— Set task —
Count the lines below that contain the string "skin" and reply with the number alone.

— Data provided —
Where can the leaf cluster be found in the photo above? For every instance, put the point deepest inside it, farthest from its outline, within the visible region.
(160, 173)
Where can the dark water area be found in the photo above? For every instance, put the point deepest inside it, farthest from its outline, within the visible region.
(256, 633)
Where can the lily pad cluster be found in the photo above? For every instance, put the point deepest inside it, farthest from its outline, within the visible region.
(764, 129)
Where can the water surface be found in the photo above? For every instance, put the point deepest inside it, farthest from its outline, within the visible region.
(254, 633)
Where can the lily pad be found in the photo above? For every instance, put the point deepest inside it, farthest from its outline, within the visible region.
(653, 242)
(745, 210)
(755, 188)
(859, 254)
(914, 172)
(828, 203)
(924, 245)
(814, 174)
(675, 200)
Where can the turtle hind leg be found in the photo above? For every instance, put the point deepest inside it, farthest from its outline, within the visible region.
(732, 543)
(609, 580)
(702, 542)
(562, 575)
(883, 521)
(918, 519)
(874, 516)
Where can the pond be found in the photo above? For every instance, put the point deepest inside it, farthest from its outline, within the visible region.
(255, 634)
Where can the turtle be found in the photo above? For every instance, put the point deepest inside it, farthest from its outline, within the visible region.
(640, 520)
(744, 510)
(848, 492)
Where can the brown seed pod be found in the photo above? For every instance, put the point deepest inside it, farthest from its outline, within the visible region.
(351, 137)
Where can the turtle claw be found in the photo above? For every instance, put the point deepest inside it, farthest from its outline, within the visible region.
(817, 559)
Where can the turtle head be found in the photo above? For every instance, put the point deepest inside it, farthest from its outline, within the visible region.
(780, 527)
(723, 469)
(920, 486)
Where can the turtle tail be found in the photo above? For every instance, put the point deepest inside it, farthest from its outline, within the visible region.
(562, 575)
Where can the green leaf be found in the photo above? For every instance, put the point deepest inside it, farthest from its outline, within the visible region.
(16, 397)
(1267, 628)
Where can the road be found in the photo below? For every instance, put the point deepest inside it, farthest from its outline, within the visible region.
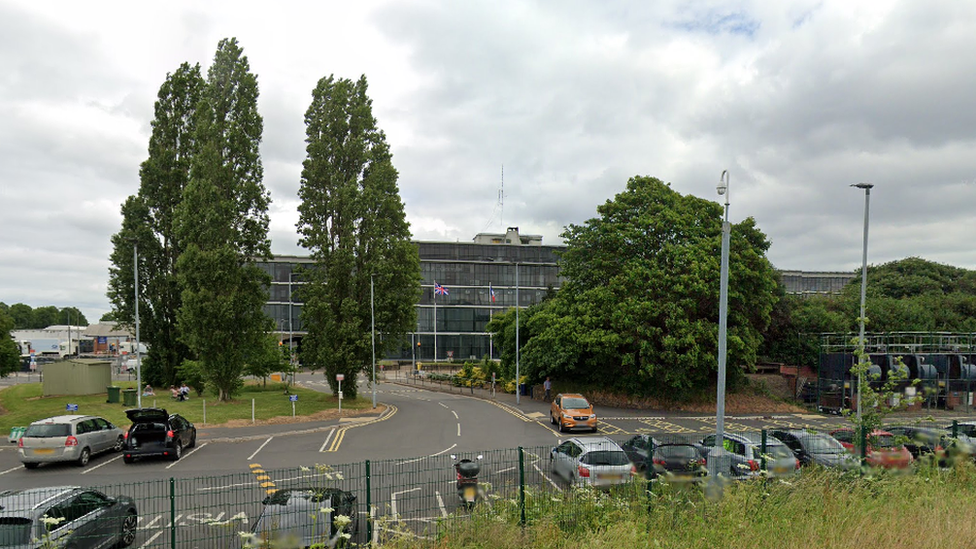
(408, 443)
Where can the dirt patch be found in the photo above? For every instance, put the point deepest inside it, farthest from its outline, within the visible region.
(322, 415)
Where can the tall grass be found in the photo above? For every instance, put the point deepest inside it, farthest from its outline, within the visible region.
(820, 509)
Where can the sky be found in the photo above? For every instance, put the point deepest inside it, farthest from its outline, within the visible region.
(798, 100)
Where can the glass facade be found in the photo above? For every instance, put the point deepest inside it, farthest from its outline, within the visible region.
(467, 271)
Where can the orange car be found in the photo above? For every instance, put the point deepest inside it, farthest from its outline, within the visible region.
(572, 411)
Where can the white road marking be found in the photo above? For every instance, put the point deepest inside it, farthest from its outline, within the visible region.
(250, 457)
(188, 454)
(152, 539)
(440, 503)
(327, 439)
(393, 501)
(90, 469)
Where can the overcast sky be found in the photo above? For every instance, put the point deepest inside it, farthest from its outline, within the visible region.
(797, 99)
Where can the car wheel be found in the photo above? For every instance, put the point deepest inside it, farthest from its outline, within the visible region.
(128, 533)
(83, 458)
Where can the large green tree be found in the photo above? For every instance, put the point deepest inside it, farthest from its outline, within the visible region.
(352, 221)
(639, 309)
(222, 225)
(148, 220)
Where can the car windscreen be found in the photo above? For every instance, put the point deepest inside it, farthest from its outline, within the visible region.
(48, 430)
(14, 531)
(677, 451)
(575, 403)
(822, 444)
(605, 457)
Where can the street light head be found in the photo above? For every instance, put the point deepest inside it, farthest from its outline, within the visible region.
(723, 183)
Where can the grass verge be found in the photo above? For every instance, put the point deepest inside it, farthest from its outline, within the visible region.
(22, 404)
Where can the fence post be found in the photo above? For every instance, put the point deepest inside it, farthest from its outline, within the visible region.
(369, 507)
(521, 486)
(172, 513)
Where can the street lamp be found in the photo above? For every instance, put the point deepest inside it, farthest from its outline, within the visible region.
(372, 315)
(864, 285)
(717, 453)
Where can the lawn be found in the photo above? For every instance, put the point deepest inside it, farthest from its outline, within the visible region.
(22, 404)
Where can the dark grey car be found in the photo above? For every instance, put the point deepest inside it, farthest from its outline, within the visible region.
(65, 516)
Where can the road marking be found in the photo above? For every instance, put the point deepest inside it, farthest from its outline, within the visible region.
(188, 454)
(149, 541)
(440, 503)
(116, 458)
(327, 439)
(250, 457)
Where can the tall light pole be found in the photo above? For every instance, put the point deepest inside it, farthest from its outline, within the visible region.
(372, 315)
(518, 380)
(717, 453)
(135, 274)
(864, 285)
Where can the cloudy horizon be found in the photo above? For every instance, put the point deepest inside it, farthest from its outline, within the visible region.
(797, 100)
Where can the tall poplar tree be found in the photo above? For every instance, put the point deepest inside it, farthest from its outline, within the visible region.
(148, 219)
(352, 221)
(222, 224)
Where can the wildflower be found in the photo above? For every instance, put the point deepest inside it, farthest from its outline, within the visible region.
(341, 521)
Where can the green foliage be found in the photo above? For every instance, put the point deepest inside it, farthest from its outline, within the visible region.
(9, 353)
(222, 225)
(639, 310)
(148, 218)
(352, 221)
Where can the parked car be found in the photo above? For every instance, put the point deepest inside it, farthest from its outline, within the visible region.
(67, 438)
(747, 455)
(598, 462)
(154, 432)
(816, 448)
(88, 518)
(881, 448)
(934, 441)
(294, 518)
(572, 411)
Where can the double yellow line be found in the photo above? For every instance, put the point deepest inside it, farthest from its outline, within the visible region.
(341, 433)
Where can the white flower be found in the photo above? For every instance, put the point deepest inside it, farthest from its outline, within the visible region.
(341, 521)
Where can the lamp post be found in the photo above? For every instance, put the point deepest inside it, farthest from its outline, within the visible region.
(864, 284)
(372, 315)
(135, 274)
(717, 454)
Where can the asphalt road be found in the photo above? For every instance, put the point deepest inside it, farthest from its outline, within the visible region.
(408, 443)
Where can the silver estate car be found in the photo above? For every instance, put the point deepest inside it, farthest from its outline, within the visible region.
(68, 438)
(596, 461)
(65, 516)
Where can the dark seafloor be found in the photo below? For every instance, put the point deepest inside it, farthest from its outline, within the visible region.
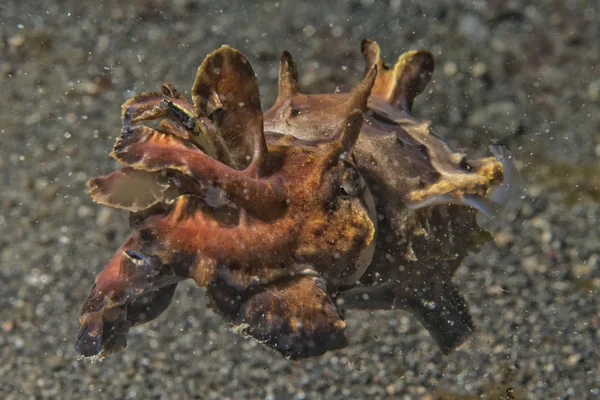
(524, 74)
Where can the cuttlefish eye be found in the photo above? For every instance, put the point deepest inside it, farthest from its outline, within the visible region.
(350, 181)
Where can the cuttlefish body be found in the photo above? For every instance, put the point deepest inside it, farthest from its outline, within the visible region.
(429, 198)
(272, 225)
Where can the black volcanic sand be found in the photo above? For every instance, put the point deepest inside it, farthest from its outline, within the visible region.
(509, 72)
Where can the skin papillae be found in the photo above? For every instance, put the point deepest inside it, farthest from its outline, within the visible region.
(429, 198)
(270, 224)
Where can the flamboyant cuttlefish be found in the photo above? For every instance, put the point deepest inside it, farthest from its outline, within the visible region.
(274, 217)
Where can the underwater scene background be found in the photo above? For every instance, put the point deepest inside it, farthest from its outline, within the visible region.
(514, 73)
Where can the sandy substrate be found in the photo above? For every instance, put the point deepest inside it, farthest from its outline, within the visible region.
(508, 72)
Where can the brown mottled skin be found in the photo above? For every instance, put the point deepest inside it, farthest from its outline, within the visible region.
(274, 218)
(268, 226)
(420, 185)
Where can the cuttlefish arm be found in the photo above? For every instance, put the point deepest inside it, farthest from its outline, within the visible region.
(294, 316)
(132, 289)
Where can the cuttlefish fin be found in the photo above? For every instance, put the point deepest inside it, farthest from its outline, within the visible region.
(399, 85)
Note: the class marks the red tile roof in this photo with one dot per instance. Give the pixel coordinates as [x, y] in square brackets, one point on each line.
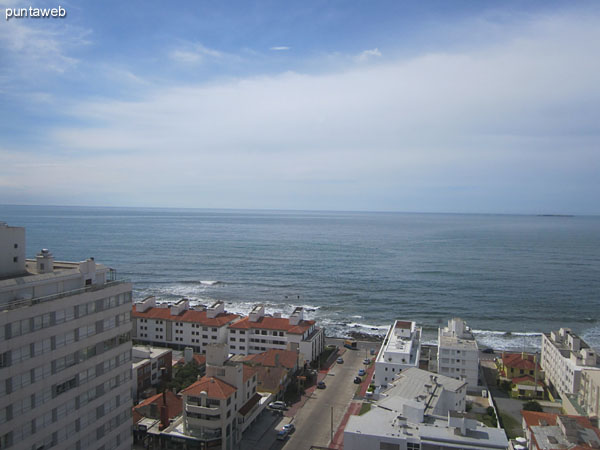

— Task answer —
2